■ **Stored data**
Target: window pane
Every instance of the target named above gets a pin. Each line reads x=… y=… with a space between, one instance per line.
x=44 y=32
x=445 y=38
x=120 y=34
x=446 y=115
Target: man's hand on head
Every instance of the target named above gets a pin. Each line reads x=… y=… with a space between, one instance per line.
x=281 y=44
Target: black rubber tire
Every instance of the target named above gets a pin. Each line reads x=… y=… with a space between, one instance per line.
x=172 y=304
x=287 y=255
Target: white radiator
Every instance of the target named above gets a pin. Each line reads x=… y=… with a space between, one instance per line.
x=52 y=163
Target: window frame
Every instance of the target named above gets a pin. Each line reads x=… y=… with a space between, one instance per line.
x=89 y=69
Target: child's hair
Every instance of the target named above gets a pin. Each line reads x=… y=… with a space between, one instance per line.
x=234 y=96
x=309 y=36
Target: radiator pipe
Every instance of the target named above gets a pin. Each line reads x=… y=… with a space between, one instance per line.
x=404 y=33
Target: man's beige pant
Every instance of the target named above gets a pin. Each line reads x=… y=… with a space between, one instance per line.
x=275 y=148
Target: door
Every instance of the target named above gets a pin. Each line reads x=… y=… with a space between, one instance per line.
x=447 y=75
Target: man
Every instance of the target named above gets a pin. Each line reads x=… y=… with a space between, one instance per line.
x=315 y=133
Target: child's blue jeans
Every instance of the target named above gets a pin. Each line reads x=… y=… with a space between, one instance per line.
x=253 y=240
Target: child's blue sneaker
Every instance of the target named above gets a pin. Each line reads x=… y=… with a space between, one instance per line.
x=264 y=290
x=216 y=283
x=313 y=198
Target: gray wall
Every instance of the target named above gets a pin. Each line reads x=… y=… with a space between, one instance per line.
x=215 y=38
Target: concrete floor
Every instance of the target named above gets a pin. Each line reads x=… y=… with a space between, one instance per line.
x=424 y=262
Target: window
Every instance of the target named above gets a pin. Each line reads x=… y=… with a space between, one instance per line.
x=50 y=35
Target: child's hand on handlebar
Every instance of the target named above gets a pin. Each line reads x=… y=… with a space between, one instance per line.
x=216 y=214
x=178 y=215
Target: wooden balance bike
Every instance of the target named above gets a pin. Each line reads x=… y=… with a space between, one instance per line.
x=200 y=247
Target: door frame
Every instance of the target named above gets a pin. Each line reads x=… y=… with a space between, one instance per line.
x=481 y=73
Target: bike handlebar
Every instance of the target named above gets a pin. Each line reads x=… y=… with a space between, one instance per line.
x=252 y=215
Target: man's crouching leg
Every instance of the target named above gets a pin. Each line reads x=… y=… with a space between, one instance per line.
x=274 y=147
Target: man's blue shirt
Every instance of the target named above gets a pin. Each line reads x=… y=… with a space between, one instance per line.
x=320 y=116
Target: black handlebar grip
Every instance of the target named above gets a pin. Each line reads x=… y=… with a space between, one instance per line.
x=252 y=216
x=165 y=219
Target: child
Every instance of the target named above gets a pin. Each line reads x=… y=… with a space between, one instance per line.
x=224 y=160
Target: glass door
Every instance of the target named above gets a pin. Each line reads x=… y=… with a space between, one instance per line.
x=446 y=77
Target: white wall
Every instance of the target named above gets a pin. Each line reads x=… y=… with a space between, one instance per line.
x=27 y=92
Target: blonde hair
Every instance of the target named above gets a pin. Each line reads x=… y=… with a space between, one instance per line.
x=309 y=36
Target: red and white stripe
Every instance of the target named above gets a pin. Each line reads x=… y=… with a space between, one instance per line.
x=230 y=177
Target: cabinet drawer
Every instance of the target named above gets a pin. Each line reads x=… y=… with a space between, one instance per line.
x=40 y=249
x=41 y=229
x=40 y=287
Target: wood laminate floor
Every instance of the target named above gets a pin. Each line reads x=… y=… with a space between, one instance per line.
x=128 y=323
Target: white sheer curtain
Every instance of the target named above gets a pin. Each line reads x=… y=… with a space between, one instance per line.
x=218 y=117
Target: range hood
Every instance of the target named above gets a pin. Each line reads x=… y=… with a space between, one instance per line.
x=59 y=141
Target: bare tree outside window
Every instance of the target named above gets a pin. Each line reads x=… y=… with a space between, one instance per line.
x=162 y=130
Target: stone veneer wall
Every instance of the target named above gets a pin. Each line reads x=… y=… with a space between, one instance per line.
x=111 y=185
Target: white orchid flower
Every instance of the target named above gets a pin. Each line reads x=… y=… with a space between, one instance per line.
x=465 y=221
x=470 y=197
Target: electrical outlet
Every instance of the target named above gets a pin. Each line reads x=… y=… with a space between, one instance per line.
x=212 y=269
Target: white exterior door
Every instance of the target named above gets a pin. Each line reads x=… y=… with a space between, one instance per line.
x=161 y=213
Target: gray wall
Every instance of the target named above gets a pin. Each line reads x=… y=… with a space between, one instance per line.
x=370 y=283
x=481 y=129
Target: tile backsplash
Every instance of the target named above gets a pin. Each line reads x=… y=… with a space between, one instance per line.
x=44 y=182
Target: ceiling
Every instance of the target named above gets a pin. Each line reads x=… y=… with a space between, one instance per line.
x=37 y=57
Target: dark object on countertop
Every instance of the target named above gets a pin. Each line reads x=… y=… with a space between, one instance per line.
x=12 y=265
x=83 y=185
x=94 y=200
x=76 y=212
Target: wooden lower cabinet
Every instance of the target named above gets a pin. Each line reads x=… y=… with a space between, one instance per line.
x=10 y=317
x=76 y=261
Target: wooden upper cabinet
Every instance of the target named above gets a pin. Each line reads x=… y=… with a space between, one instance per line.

■ **What you have to do**
Your response needs to restate the lines above exactly.

■ **Written solution**
Target: window pane
Every instance of the target named above gets a pin. Each line reads x=… y=… with a space between, one instance per line.
x=44 y=32
x=445 y=38
x=120 y=34
x=446 y=115
Target: man's hand on head
Every instance of the target named above gets a pin. Each line reads x=… y=… with a space between, one instance per line.
x=281 y=44
Target: black rubber tire
Every instance of the target named above gets a pin. Each line reads x=… y=… with a space between, one instance per line.
x=172 y=304
x=287 y=255
Target: white radiator
Every instance of the target named above gets a pin. Each line reads x=… y=… with a space between, one instance per line.
x=52 y=163
Target: window frame
Every instance of the target named above gets a pin. Each line reads x=… y=… with a space between, one instance per line.
x=89 y=69
Target: child's hair
Every instance of the target named above gets a pin. Each line reads x=… y=… with a space between, one instance per line.
x=234 y=96
x=309 y=36
Target: radiator pipe
Every instance of the target named above gets a pin. Each line reads x=… y=… with a space between, one instance per line.
x=404 y=33
Target: man's beige pant
Every instance of the target named above gets a pin. Each line reads x=… y=… with a space between, one instance per line.
x=275 y=148
Target: door
Every instance of the target named above gets a pin. Each line reads x=… y=… with a space between, one instance per line.
x=447 y=75
Target: man
Every instance of the target named above gets a pin. Each line reads x=… y=… with a space between, one instance per line.
x=315 y=133
Target: child's blue jeans
Every instance of the target named above gets a pin. Each line reads x=… y=… with a space between, one instance per line.
x=253 y=240
Target: child's blue sneaker
Every instance of the target named above gets a pin. Each line reads x=… y=… with a space between, one instance per line.
x=264 y=290
x=216 y=283
x=313 y=198
Target: gray wall
Every instance of the target named above gets a pin. Each line reads x=… y=… with a space between, one instance per line.
x=215 y=38
Target: concrete floor
Every instance of the target named above gets a pin. Each line reads x=… y=… with a space between, one instance per line.
x=424 y=262
Target: window
Every instance of the target named above gets a pin. Each line reads x=… y=… with a space between, one instance per line.
x=50 y=35
Target: child's hand on handlebar
Every instance of the target named above gets a pin. Each line reads x=… y=… with a space between, one instance per line.
x=216 y=214
x=178 y=215
Target: wooden balance bike
Every instance of the target named above gets a pin. Each line reads x=… y=… with a space between, one instance per line.
x=200 y=247
Target: door frame
Every instance of the target named above gets a pin. Each line reads x=… y=… with a space between, one instance per line.
x=481 y=73
Target: bike handlebar
Every instance of the target named above gets a pin. Each line reads x=… y=… with a space between, one instance per line.
x=252 y=215
Target: man's crouching leg
Every instance of the target named above gets a pin. Each line reads x=… y=… with a space between, one instance per line.
x=274 y=147
Target: man's blue shirt
Every instance of the target named above gets a pin. Each line reads x=… y=… with a space between, one instance per line.
x=320 y=116
Target: black handlebar grip
Every instance of the target named above gets a pin. Each line reads x=… y=… with a space between, one instance per line.
x=252 y=216
x=165 y=219
Target: child
Every instance of the target named above gets a pin. Each line reads x=… y=… with a space between, one instance per line.
x=224 y=160
Target: glass door
Every instance of the target named above gets a pin. Each line reads x=… y=… with a space between, one instance per line.
x=446 y=77
Target: white wall
Every instance of the target named above gets a pin. Each line reads x=… y=… with a space between, one instance per line.
x=27 y=92
Target: blonde hair
Every instance of the target named above gets a pin. Each line reads x=… y=… with a space between, one instance per line.
x=309 y=36
Target: red and white stripe
Every instance of the target named above gets a pin. Each line reads x=… y=… with a space between, one instance per line.
x=230 y=177
Target: cabinet drawer
Every instance of the target named above gets a pin. Each line reads x=… y=… with a space between, one instance per line.
x=40 y=249
x=41 y=229
x=40 y=287
Target: wood laminate floor
Every instance of the target named above gets a pin. Each line reads x=… y=… with a space between, one instance per line.
x=128 y=323
Target: white sheer curtain
Every instance of the target named above gets a pin. Each line reads x=… y=… with a space between, one instance per line.
x=218 y=117
Target: range hood
Every instance of the target named above gets a pin. Each line reads x=… y=… with a space between, one instance per line.
x=59 y=141
Target: bare tree outside window
Every instance of the target named above gets a pin. Each line reads x=… y=… with a space between, one instance per line.
x=162 y=130
Target: stone veneer wall
Every instance of the target named above gets a pin. Each line reads x=… y=… with a space between, one instance per line.
x=111 y=185
Target: white orchid flower
Every instance of the target named above gets a pin. Each line reads x=… y=… with a space between, one instance per line.
x=465 y=221
x=470 y=197
Target: electrical outlet
Every instance of the target named above gets a pin. Each line reads x=… y=… with a space between, one instance per line.
x=212 y=269
Target: white exterior door
Every instance of the target named above gets a pin. Each line reads x=… y=… with a space between, one instance per line.
x=161 y=213
Target: gray wall
Every instance of the target named above gets a pin. Each line reads x=… y=… with a space between, one instance per line.
x=370 y=283
x=481 y=129
Target: tile backsplash
Every instance of the target named above gets a pin. Each line reads x=… y=… with a space between, one instance per line.
x=44 y=182
Target: ceiling
Every instance of the target named above gets a pin. Each line reads x=… y=… with a space between, one instance per line.
x=37 y=57
Target: dark object on countertop
Every instance of the target named above gets a pin. Each line reads x=… y=… with a space between, one instance per line.
x=12 y=265
x=83 y=185
x=94 y=200
x=76 y=212
Target: wooden lower cabinet
Every instance of the target named above gets a pin. Each line reads x=… y=… with a space between, one instance per line.
x=10 y=317
x=76 y=261
Target: wooden upper cabinet
Every instance of the target named above gets a pin. Each line reads x=… y=… with a space between, one instance per line.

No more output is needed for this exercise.